* Your instructions:
Reproduce verbatim everything in the listing from the line containing "white stucco wall." down to the end of the listing, both ends included.

Dataset excerpt:
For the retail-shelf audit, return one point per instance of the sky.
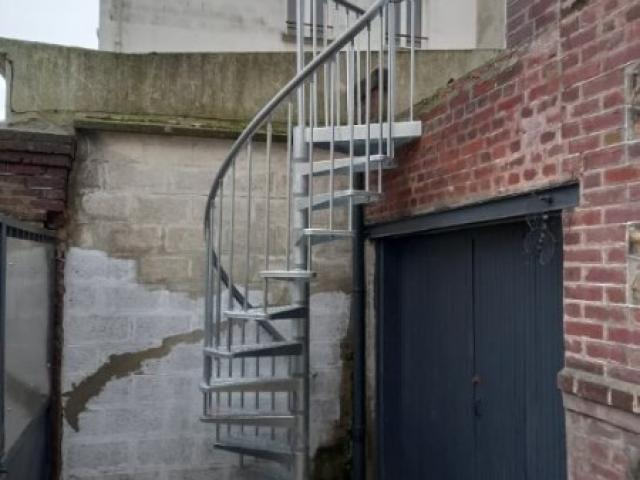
(63, 22)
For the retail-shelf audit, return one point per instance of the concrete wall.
(546, 113)
(244, 26)
(133, 314)
(133, 276)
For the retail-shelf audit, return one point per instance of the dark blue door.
(471, 342)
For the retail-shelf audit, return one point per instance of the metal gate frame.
(553, 199)
(10, 228)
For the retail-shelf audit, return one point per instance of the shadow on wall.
(3, 97)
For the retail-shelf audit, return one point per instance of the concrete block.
(99, 455)
(162, 268)
(184, 239)
(103, 206)
(175, 451)
(131, 177)
(133, 239)
(135, 421)
(90, 329)
(160, 209)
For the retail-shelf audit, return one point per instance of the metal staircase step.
(288, 274)
(272, 451)
(279, 312)
(340, 197)
(403, 132)
(342, 165)
(274, 349)
(251, 419)
(323, 235)
(266, 384)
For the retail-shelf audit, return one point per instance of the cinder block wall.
(561, 105)
(133, 314)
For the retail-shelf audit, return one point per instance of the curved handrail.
(285, 92)
(351, 6)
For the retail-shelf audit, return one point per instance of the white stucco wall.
(248, 25)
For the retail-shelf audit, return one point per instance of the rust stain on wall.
(116, 367)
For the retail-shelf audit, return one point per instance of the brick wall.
(33, 175)
(557, 107)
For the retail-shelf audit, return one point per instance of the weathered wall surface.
(562, 107)
(207, 94)
(33, 175)
(133, 312)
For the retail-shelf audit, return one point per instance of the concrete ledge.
(58, 88)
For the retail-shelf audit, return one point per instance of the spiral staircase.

* Solved problem:
For the retail-shelf audit, return one point per instance of the white stucco wall.
(248, 25)
For the retail-shelf audit, return one point per instance of the rust stain on wall.
(116, 367)
For the retail-shelf audit, return one point per instance of the brick wall.
(33, 175)
(557, 107)
For the retail-shelf audit, return one point per instance of the weathered wall surface.
(562, 107)
(207, 94)
(33, 175)
(133, 312)
For the retail-shelf audit, return one point per instance of the concrete ledge.
(58, 88)
For the retail-shelf audit, return one point per instance of the spiral staircase.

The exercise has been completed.